── Brano da leggere

In questi giorni di coronavirus, stanno circolando in modo virale simpatici meme di politici italiani alle prese con parole e immagini della più stretta attualità.
Occasione giusta per segnalare il volume di Gianpietro Mazzoleni e Roberta Bracciale, La politica pop online (il Mulino, Bologna, 2019, pp. 152) che riprende il concetto di politica pop, riconoscibile nell’ibridazione tra fatti politici e frammenti della cultura popolare, già esplorato una decina di anni addietro da Mazzoleni e Sfardini, e lo attualizza nel nuovo scenario dei social media. Un agile volume di messa a fuoco del quadro d’insieme della comunicazione politica online e di un suo particolare ma decisivo elemento: i meme, artefatti culturali che i pubblici connessi creano, diffondono e riutilizzano sulle reti telematiche. Molto spesso si tratta artefatti legati alle varie declinazioni del comico, dall’umorismo al sarcasmo.
Un lavoro che evidenzia in modo equilibrato diverse questioni interessanti. Due in particolare meritano un richiamo:
1) la politica pop online presenta un profilo ambivalente: da un lato, sdogana il politicamente scorretto, anche nelle sue forme peggiori ed eccessive legate alla denigrazione e all’intolleranza (segnando dei rischi per il dibattito democratico); dall’altro, apre le porte a “forme più désengagé di partecipazione”, a una partecipazione non convenzionale che comunque avvicina pubblici lontani dalla politica tradizionale.

────
── Informazioni estratte

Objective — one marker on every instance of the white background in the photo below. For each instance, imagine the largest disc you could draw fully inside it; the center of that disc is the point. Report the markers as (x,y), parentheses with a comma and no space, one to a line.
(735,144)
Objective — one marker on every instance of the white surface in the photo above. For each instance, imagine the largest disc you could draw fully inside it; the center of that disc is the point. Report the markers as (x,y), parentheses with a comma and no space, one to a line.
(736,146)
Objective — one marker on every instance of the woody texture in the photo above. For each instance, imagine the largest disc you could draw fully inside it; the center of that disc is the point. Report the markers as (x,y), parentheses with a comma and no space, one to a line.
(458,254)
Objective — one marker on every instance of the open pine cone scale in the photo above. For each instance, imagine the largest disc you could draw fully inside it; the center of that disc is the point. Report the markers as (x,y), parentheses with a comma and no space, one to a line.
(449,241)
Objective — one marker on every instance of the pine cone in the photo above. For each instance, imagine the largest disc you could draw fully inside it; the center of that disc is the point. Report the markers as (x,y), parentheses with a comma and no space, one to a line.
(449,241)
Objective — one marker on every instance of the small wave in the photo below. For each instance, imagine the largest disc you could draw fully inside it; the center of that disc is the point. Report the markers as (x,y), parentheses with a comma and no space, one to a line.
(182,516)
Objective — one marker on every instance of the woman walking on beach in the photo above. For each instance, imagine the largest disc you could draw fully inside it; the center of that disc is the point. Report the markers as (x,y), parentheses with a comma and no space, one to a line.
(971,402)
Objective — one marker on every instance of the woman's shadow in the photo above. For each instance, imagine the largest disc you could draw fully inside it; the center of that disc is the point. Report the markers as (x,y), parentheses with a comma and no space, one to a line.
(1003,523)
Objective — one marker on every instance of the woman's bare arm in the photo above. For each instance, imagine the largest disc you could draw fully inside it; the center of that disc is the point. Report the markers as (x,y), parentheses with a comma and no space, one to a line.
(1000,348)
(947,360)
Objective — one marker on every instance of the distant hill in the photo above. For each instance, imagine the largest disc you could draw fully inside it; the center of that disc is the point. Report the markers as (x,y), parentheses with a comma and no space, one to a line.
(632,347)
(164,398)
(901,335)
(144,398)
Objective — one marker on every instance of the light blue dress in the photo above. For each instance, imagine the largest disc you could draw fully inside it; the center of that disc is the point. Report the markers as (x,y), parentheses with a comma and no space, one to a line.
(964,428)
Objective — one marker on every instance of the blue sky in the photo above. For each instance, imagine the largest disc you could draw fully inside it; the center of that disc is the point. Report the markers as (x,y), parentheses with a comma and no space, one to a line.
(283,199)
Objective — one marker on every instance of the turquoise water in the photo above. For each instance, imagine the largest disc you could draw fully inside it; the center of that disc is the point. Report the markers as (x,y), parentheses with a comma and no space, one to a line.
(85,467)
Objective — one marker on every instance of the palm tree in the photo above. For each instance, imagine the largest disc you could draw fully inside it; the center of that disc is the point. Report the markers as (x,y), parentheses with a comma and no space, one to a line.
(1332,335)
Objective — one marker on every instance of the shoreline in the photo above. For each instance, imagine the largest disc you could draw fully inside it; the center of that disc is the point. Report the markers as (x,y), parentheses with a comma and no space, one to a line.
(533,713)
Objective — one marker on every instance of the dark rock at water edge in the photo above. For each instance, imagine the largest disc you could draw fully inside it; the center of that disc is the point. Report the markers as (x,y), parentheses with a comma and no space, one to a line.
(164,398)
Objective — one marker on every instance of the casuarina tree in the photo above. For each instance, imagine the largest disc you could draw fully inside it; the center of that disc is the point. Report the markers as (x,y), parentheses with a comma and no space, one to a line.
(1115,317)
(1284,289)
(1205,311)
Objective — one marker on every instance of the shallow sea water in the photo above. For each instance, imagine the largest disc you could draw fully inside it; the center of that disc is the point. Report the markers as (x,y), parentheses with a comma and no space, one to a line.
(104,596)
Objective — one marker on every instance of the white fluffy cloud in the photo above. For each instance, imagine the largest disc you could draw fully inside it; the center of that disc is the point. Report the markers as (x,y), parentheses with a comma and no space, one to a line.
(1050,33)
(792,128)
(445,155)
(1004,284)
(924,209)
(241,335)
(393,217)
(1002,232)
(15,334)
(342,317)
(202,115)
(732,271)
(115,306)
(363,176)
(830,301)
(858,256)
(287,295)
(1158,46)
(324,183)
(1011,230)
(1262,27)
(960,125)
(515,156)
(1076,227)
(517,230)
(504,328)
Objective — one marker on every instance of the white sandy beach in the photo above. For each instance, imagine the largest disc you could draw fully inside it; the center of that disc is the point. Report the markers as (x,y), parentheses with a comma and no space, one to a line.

────

▶ Completa quanto segue:
1. Rispondi alle domande seguenti sul brano dedicato alla politica pop online.
(a) Quale editore ha pubblicato il volume di Mazzoleni e Bracciale, e in quale anno?
(b) Come vengono definiti i meme nel brano?
(c) Quali sono i due lati del profilo ambivalente della politica pop online?
2. Prosegui il brano dedicato alla politica pop online a partire dalla sua ultima frase.

▶ Risposte:
1.
(a) Il Mulino (Bologna), nel 2019.
(b) Come artefatti culturali che i pubblici connessi creano, diffondono e riutilizzano sulle reti telematiche.
(c) Da un lato sdogana il politicamente scorretto, anche nelle sue forme peggiori ed eccessive legate alla denigrazione e all'intolleranza. Dall'altro apre le porte a forme più désengagé di partecipazione, che avvicinano pubblici lontani dalla politica tradizionale.

2.
2) la politica pop online e i meme in particolare possono essere ben utilizzati sia dalla destra che dalla sinistra. I due casi emblematici di processi di memizzazione che chiudono il libro sono rappresentati dall’utilizzo di Pepe the Frog da parte di Trump e dell’immagine in quadricromia con la scritta Hope da parte di Obama.
Un volume a cui avrebbe sicuramente giovato un approccio teorico più denso, possibile sia restando nel campo dei media studies (per esempio, ci si sarebbe potuti giovare maggiormente dell’insegnamento di Jenkins) sia attingendo a riferimenti più ampi (per esempio, le forme carnevalesche descritte da Bachtin avrebbero gettato luci più brillanti sui problemi del presente).